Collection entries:
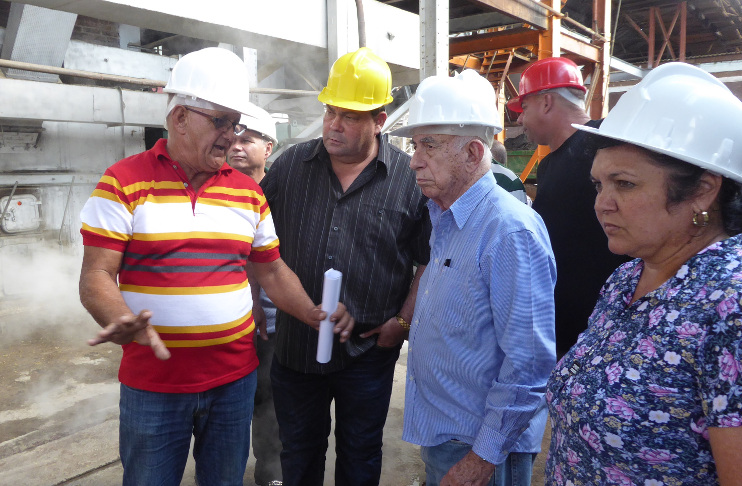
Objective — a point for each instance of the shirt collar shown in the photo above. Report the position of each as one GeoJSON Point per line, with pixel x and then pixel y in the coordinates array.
{"type": "Point", "coordinates": [464, 206]}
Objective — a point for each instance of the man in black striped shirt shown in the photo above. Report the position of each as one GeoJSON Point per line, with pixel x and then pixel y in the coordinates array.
{"type": "Point", "coordinates": [347, 201]}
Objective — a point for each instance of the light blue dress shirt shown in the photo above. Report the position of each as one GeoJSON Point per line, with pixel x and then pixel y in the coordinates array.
{"type": "Point", "coordinates": [481, 343]}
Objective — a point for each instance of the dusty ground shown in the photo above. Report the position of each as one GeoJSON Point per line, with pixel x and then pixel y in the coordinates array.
{"type": "Point", "coordinates": [59, 409]}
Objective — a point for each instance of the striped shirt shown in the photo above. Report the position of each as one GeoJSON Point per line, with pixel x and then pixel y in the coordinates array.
{"type": "Point", "coordinates": [372, 233]}
{"type": "Point", "coordinates": [481, 343]}
{"type": "Point", "coordinates": [184, 258]}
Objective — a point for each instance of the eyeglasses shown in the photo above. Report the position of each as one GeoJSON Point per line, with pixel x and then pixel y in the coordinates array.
{"type": "Point", "coordinates": [220, 123]}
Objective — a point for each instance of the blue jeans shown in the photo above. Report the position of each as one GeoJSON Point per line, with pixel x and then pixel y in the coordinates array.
{"type": "Point", "coordinates": [515, 471]}
{"type": "Point", "coordinates": [361, 392]}
{"type": "Point", "coordinates": [155, 434]}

**The task:**
Since the copy should hold text only, set down each record exactly and leave the pictures out.

**Finished task:**
Objective — a point for each instance of the shirt collar shown in the photo above. Report the position of each as one GeoJSON Point per line, with pixel x and then pixel y in the coordinates array.
{"type": "Point", "coordinates": [464, 206]}
Objective — a point for each instance of the man in black striped shirt shown in the photo above. Report the position of each as one GeoJSON Point per line, with pixel x and then pixel y in the coordinates array.
{"type": "Point", "coordinates": [347, 201]}
Objective — a point for each instance of the light blue dress shirt shown in the photo above. Report the position of each as one GeoJSON Point per line, with pixel x and then pixel y in the coordinates array.
{"type": "Point", "coordinates": [481, 343]}
Objective — a point for each instance of the dusty ground shown in the photo above. Report the position of each as one GeoJSON Point per line, with pixel x and then pixel y in the coordinates array.
{"type": "Point", "coordinates": [59, 409]}
Objective — a point for each instance of the striped shirt shown in the photo above. Report the position of each as one GeoJSON Point per line, with pixel x and then pixel y in the coordinates array.
{"type": "Point", "coordinates": [372, 233]}
{"type": "Point", "coordinates": [481, 343]}
{"type": "Point", "coordinates": [184, 258]}
Objective — a point for each instance of the eyeglasses shown in the photo above. Report the position of each as one GeoJSON Point per line, with pixel x and then pixel y in the coordinates array.
{"type": "Point", "coordinates": [220, 123]}
Objective — a point for each instance of the blue jeans shown in the photo above. Report the position of each as one GeoJSON Point per line, with pixel x and then pixel y in the coordinates array.
{"type": "Point", "coordinates": [515, 471]}
{"type": "Point", "coordinates": [361, 392]}
{"type": "Point", "coordinates": [155, 434]}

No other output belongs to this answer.